To be done —
1) In the poison pill text, what percentage of Conrail must an outsider purchase before existing shareholders gain the right to buy discounted shares?
2) Update the poison pill text starting with "1. Poison Pill" and going on through "pill process 2.", putting "external buyer" in place of "outsider".

Text shown —
+ + + + +

1. Poison Pill Existing shareholders are provided with the opportunity to purchase additional discounted shares; in the case of Conrail, existing shareholders are provided with the right to buy an additional share at a 50% discount to the current market price (for every share owned) should an outsider purchase 10% or more of the firm The poison pill is used to fend off hostile takeovers as it dilutes the acquirer’s shares; in the case of Conrail, the defensive strategy contributes to Norfolk’s decision to submit a hostile offer Since the merger between CSX and Conrail is ‘friendly,’ Conrail decide not to enforce the poison pill process 2.

+ + + + +

Source material —
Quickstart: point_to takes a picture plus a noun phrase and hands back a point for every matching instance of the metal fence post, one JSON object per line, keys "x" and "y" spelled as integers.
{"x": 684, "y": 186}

+ + + + +

The answers —
1) 10% or more of the firm.

2)
1. Poison Pill Existing shareholders are provided with the opportunity to purchase additional discounted shares; in the case of Conrail, existing shareholders are provided with the right to buy an additional share at a 50% discount to the current market price (for every share owned) should an external buyer purchase 10% or more of the firm The poison pill is used to fend off hostile takeovers as it dilutes the acquirer’s shares; in the case of Conrail, the defensive strategy contributes to Norfolk’s decision to submit a hostile offer Since the merger between CSX and Conrail is ‘friendly,’ Conrail decide not to enforce the poison pill process 2.